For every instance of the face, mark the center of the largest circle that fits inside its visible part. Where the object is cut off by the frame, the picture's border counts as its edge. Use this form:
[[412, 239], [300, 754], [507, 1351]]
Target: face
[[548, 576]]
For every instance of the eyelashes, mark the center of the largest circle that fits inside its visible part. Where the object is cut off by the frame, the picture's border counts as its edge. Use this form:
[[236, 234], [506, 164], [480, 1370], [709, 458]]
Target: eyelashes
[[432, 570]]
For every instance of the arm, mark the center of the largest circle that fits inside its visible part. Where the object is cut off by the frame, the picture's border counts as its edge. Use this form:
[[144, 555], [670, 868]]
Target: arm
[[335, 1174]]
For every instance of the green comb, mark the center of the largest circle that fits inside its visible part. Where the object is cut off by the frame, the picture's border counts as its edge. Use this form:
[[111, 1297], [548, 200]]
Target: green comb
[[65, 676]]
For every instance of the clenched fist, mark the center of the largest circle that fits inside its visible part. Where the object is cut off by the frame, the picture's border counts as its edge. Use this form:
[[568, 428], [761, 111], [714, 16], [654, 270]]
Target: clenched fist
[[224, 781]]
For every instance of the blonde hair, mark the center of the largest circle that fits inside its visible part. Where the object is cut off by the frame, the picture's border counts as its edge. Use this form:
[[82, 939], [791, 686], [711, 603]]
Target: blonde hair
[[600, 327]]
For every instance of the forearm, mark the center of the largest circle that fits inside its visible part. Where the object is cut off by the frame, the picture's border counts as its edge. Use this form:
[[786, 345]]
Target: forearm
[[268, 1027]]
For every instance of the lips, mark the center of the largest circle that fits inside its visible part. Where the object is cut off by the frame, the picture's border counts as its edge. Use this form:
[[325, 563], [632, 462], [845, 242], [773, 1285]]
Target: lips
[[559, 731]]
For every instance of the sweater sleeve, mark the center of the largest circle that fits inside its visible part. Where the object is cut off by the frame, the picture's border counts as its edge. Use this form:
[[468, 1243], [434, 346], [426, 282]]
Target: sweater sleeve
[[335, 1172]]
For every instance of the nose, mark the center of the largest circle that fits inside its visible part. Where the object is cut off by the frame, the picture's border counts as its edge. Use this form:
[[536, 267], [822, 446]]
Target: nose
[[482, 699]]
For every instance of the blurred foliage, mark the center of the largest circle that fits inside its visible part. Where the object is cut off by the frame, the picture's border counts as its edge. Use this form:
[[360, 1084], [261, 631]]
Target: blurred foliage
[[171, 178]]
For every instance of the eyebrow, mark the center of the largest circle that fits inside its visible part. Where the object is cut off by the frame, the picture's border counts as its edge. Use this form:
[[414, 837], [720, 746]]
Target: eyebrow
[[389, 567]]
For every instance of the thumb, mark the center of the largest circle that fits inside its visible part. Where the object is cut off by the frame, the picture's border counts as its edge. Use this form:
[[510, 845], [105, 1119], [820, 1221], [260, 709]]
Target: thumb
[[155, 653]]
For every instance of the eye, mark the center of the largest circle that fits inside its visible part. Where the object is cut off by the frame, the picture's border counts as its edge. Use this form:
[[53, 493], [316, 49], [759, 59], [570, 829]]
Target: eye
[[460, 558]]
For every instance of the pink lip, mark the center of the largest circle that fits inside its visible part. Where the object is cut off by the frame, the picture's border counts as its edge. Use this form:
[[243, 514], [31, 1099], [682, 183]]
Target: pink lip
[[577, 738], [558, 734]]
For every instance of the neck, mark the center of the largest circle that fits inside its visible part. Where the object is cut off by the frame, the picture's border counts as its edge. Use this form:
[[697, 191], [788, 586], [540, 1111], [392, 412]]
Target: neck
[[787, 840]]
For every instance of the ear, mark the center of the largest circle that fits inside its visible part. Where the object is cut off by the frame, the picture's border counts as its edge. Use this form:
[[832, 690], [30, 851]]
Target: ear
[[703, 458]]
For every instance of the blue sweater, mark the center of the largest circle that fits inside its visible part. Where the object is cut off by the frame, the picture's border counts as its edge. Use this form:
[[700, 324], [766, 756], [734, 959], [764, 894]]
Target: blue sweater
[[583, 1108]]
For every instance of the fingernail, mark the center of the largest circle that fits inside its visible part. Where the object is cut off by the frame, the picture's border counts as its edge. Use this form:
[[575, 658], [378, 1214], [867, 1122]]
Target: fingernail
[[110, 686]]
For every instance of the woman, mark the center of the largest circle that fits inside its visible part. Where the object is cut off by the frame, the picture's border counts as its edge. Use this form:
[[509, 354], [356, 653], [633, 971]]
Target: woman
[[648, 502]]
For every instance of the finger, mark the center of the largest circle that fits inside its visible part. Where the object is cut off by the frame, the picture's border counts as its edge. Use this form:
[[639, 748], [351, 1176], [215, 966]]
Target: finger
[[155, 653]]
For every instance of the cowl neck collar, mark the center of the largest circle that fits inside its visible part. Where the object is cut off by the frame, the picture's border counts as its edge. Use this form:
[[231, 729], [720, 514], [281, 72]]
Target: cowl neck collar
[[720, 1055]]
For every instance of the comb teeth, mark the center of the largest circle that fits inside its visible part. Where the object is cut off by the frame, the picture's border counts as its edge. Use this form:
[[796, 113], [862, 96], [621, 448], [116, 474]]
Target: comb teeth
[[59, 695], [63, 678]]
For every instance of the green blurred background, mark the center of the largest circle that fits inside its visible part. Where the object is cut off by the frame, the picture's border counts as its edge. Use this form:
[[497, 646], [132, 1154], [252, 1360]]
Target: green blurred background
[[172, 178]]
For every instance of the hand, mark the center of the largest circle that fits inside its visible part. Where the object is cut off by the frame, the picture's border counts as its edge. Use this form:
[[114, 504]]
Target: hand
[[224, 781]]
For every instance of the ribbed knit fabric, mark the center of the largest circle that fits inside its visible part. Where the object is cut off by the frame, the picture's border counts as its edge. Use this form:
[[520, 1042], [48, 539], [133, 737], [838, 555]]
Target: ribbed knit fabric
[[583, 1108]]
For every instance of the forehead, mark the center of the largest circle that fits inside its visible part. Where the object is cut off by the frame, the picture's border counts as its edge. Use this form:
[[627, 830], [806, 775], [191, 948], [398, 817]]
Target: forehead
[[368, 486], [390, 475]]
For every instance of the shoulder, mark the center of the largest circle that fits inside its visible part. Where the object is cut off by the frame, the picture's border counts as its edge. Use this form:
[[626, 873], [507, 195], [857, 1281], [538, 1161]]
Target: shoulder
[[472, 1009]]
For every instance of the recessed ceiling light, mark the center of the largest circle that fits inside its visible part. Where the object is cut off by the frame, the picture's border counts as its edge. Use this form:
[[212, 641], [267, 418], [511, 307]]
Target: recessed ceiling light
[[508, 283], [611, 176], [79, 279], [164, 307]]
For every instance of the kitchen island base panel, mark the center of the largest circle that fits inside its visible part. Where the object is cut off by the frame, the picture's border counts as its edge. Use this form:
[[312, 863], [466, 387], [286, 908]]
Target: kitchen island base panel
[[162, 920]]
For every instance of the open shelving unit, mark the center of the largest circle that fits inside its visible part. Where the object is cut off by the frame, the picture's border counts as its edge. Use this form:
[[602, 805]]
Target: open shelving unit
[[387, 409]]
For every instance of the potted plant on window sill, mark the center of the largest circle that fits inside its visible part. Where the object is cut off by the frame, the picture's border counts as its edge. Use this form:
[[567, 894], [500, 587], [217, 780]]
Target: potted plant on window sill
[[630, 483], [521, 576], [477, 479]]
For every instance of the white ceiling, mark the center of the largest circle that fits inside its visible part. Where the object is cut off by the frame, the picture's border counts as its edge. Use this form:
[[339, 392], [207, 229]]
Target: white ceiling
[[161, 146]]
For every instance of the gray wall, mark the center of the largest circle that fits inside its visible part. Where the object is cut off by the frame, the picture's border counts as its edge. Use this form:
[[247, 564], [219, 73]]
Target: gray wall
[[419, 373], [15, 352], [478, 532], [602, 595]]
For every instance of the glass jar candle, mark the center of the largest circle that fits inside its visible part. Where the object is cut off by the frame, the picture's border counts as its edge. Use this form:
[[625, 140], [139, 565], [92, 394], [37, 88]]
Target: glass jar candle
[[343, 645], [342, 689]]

══════════

• _EXERCISE REQUIREMENTS_: Rewrite the lines above, from the first one up to and including the line with "[[335, 1174]]", requests included. Multiply every point coordinate in the answers by 2.25 and round to whole numbers with halves going up, leaving the numbers in the requests and their format samples unchanged.

• _OUTPUT FOR THIS EXERCISE_:
For every instance of the face, mark the center of the largest circle that fits inside its visible part. Where the object is cut off by the frame, the picture's border counts as its edge. Use this form:
[[412, 239], [300, 754], [507, 1351]]
Target: face
[[1233, 1296]]
For every instance of the eyelashes, mark the center of the largest circle that fits inside its visible part. Where the object is cut off by the frame, the picture's border counts as its edge. Use this form:
[[236, 234], [506, 164], [480, 1370], [709, 458]]
Target: eyelashes
[[972, 1283]]
For every instance of the arm, mark the center of the largest circle that fits inside its visible part. Where the object is cut off by the frame, the picture's border counts as its edge. Use this form:
[[144, 555], [670, 868]]
Target: arm
[[754, 2642]]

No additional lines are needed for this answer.